┌─ SEITENAUSZUG
Großbritannien entscheidet sich für den Ausstieg aus der EU – und für Nationalismus. Die tiefe Spaltung Europas ist real und ein ungutes Zeichen. Ein Kommentar von Julia Schramm.

Um es direkt zu sagen: Der Brexit ist keine Chance, sondern ein weiterer Schritt in der gefährlichen Polarisierung der europäischen Gesellschaften.

Die EU muss erst zerstört werden, damit etwas Neues entstehen kann? Das ist ungefähr so sehr eine Chance auf einen Neuanfang wie ein Bürgerkrieg. Dass wir den mental-verbal schon längst haben und Europa politisch tief gespalten ist, haben wir bei der österreichischen Bundespräsidentenwahl zuletzt erlebt. In Österreich ging es noch gut und der rechte FPÖ-ler verlor knapp. Einmal durchatmen.
└─
┌─ EXTRAHIERTES MATERIAL
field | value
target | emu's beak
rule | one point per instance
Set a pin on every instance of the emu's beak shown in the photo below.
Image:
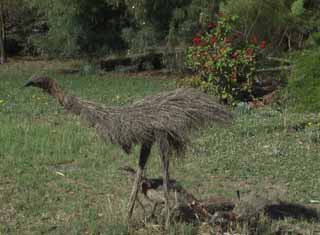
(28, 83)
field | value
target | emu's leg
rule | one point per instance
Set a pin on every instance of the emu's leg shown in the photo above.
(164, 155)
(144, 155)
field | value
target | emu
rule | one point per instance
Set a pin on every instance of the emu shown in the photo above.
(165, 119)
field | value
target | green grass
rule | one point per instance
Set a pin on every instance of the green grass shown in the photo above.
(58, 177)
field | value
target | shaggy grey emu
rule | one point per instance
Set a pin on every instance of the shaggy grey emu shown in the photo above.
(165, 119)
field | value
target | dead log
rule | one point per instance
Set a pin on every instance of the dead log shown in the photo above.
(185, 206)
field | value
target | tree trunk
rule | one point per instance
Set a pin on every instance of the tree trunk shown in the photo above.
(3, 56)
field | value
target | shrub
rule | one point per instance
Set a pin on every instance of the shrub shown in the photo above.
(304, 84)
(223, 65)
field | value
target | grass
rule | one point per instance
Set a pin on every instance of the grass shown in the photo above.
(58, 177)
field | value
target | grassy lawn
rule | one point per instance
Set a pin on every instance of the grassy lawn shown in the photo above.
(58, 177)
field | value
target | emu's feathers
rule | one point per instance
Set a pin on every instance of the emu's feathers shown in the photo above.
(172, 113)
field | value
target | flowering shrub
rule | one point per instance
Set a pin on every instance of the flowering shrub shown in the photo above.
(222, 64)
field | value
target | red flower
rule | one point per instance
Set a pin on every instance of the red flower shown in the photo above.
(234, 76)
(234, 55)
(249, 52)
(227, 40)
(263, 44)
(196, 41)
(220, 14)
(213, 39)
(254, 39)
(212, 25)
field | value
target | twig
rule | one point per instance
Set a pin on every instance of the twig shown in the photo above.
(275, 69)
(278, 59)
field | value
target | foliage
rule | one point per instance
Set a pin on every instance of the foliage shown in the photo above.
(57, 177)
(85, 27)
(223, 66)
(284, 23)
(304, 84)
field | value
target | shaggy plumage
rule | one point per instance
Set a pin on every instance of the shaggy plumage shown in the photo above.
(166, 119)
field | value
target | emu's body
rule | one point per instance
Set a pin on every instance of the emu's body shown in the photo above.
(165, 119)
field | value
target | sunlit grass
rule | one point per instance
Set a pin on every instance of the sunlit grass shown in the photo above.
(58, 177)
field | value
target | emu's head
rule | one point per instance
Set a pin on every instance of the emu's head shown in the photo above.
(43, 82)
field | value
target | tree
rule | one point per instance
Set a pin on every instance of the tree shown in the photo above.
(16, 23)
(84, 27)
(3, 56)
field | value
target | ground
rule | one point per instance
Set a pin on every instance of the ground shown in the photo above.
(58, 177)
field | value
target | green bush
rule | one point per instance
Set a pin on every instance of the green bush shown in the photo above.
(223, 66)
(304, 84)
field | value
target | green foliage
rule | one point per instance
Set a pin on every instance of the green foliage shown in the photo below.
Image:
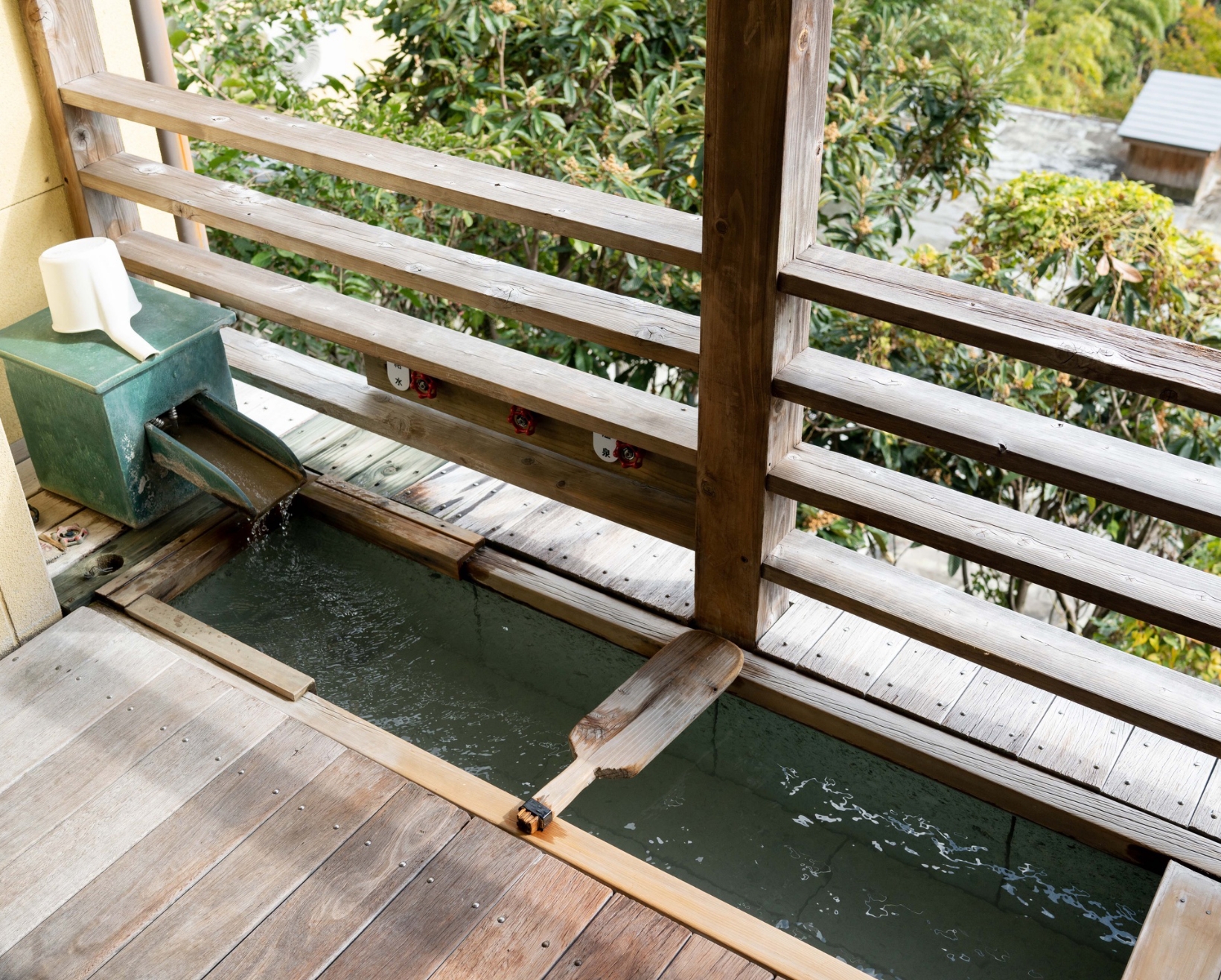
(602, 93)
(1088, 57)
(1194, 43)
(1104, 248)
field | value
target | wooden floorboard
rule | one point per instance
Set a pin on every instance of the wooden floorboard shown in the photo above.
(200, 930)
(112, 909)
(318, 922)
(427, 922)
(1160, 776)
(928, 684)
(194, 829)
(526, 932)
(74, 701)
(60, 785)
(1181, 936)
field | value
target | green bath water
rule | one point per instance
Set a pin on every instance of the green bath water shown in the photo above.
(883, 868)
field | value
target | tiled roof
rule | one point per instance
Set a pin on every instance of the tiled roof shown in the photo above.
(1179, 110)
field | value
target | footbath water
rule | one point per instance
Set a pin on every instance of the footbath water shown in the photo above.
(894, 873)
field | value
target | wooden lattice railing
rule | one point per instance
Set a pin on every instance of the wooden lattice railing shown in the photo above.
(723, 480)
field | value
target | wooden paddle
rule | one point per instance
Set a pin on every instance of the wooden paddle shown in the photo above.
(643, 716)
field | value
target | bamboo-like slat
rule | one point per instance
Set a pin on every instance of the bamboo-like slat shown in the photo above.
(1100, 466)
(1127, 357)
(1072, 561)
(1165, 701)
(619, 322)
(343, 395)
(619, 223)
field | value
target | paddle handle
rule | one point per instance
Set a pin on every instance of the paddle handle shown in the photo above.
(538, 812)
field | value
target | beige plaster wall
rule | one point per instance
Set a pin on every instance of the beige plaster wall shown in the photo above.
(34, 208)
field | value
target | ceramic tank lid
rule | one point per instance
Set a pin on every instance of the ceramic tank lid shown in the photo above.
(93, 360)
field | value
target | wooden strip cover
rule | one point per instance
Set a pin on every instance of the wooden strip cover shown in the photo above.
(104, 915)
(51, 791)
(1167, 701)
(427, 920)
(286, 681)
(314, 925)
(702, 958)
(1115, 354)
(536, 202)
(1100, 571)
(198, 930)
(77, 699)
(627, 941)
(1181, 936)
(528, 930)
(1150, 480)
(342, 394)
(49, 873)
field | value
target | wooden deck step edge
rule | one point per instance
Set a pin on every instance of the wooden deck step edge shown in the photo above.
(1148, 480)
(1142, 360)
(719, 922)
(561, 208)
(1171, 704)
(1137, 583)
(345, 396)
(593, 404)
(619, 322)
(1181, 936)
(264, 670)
└─
ARBEITSAUFTRÄGE:
a - Wer verlor laut dem Seitenauszug bei der österreichischen Bundespräsidentenwahl knapp?
b - Filtere aus der Auflistung jede Zeile heraus, in der die Zeichenfolge „flowering“ vorkommt, und gib diese Zeilen unverändert wieder.
Seitenauszug und Auflistung haben inhaltlich nichts miteinander zu tun.

LÖSUNGEN:
a - Der rechte FPÖ-ler.

b -
target | flowering shrub
Set a pin on every instance of the flowering shrub shown in the photo above.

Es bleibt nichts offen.